Ngườm Ngao Cave (Vietnamese: Động Ngao) is a limestone cave situated in Bản Gun village, Đàm Thủy commune, Trùng Khánh district, Cao Bằng province, Vietnam. Positioned approximately 3-5 kilometers from the renowned Bản Giốc Waterfall, this cave represents a pivotal geological formation in northern Vietnam, characterized by intricate stalactite and stalagmite structures.

The cave extends 2,144 meters in length, featuring three primary entrances and a consistent internal temperature of 18-25°C. Discovered in 1921 and surveyed in 1995, Ngườm Ngao Cave opened to tourists in 1996, drawing visitors to its natural wonders.

== Etymology ==

In the Tày language, "Ngườm" signifies "cave," while "Ngao" denotes "tiger," thus translating to "Tiger Cave."

== History ==

Ngườm Ngao Cave formed through limestone deposition over millions of years, with scientific estimates placing its origin around 300 million years before the Common Era. French and Vietnamese officials discovered the cave in 1921 during a visit to Bản Giốc Waterfall. A 1995 survey by the Royal Geographical Society of Britain documented its total length and features. The site opened for tourism in 1996, establishing it as a key attraction in Cao Bằng.

== Description ==

The cave encompasses diverse stalactite and stalagmite formations, naturally sculpted by limestone erosion and mineral deposits. Notable features include the inverted lotus platform, silver and golden trees, coral-like structures, dragon boats, terraced rice fields, lonely stone pillars, and four heavenly pillars. Internal streams contribute to the auditory ambiance, with pathways facilitating exploration of approximately 2 km.

== Tourism ==

Ngườm Ngao Cave attracts domestic and international visitors, often paired with tours to Bản Giốc Waterfall. Illuminated paths and guided routes enhance accessibility, though some sections remain slippery and narrow.

=-=-=

• Written exercise 1
Can you quote everything in the cave article from "The cave extends" down to "its natural wonders.", word for word?
• Written exercise 2
Print the entire listing below, line for line and unchanged.
The cave article and the listing that comes next are unrelated material.

=-=-=

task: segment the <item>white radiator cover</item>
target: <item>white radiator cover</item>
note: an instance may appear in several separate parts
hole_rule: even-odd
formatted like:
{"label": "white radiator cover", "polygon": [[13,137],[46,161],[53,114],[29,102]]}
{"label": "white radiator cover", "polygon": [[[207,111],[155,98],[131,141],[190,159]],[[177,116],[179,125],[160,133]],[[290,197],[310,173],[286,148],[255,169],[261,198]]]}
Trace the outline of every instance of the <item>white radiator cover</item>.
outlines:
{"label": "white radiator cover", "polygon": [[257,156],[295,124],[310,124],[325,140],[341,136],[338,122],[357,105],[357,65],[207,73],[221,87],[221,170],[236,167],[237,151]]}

=-=-=

• Exercise solution 1
The cave extends 2,144 meters in length, featuring three primary entrances and a consistent internal temperature of 18-25°C. Discovered in 1921 and surveyed in 1995, Ngườm Ngao Cave opened to tourists in 1996, drawing visitors to its natural wonders.

• Exercise solution 2
task: segment the <item>white radiator cover</item>
target: <item>white radiator cover</item>
note: an instance may appear in several separate parts
hole_rule: even-odd
formatted like:
{"label": "white radiator cover", "polygon": [[13,137],[46,161],[53,114],[29,102]]}
{"label": "white radiator cover", "polygon": [[[207,111],[155,98],[131,141],[190,159]],[[177,116],[179,125],[160,133]],[[290,197],[310,173],[286,148],[255,169],[261,198]]]}
Trace the outline of every instance of the <item>white radiator cover</item>.
outlines:
{"label": "white radiator cover", "polygon": [[257,156],[295,124],[310,124],[325,140],[341,136],[338,122],[357,105],[357,65],[207,73],[221,87],[221,170],[236,167],[237,151]]}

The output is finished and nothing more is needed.